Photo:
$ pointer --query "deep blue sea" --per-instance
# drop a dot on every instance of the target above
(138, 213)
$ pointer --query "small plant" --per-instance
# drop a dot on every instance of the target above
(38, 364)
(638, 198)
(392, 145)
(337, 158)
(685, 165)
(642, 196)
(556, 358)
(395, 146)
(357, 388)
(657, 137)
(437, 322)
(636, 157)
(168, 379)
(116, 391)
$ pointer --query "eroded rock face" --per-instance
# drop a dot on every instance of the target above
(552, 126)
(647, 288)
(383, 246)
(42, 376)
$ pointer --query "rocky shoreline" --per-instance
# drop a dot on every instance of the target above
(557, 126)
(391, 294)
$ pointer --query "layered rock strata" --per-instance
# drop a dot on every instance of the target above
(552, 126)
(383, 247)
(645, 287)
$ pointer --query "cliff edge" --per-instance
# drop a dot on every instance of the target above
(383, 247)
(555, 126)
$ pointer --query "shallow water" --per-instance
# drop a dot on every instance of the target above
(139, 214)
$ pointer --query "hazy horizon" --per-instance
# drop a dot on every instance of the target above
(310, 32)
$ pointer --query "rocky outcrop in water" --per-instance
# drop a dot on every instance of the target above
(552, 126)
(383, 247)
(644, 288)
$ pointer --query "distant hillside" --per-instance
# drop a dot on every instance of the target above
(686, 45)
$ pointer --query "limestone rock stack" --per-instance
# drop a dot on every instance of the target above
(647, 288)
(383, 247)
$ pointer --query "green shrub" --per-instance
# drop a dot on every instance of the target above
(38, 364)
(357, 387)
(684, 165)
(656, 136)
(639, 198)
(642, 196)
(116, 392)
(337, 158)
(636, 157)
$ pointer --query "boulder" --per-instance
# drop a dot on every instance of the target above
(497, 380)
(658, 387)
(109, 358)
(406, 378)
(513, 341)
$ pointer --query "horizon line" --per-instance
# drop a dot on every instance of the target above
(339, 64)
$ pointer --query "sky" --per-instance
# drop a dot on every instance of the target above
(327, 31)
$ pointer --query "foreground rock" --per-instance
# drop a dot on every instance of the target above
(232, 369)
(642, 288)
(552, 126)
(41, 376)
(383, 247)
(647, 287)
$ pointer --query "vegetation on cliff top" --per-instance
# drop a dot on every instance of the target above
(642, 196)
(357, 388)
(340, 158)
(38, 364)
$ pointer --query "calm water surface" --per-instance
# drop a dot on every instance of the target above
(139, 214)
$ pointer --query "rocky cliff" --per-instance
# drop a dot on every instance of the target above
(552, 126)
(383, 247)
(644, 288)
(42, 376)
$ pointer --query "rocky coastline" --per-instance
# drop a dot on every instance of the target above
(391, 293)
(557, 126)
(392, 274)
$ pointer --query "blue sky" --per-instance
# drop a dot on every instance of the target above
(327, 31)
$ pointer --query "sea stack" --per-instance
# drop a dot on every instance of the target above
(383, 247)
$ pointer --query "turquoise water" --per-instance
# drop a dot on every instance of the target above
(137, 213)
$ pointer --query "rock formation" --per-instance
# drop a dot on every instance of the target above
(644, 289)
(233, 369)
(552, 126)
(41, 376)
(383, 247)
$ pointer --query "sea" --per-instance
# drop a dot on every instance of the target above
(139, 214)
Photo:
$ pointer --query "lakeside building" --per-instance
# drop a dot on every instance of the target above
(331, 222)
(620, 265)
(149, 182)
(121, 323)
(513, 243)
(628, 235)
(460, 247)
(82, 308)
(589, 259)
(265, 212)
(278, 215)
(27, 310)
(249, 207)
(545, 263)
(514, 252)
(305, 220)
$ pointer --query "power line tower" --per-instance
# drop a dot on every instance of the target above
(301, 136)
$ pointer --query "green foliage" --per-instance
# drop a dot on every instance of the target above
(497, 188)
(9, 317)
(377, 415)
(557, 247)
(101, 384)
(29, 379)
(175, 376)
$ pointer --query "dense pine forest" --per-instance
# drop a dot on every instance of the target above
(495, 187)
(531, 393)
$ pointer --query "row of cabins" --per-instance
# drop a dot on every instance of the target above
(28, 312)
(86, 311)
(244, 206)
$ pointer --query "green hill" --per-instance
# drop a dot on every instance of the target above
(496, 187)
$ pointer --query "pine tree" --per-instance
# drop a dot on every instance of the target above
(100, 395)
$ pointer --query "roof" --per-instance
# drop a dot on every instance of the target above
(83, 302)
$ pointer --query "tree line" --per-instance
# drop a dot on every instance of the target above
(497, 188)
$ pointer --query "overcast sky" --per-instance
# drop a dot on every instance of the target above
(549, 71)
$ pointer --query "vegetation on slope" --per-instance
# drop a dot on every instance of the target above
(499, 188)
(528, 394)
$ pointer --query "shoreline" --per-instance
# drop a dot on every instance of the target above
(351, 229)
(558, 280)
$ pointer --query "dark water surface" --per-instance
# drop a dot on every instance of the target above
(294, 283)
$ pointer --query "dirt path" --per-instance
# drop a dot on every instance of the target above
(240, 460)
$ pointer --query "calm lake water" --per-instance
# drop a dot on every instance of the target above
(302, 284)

**GIVEN INSTRUCTION**
Collect every line above that contains the word "cliff", and copy each one in full.

**RIGHT ANSWER**
$ pointer --query "cliff edge" --per-instance
$ pointer --query "vegetation on cliff top" --per-instance
$ pointer --query "rocky cliff" --per-instance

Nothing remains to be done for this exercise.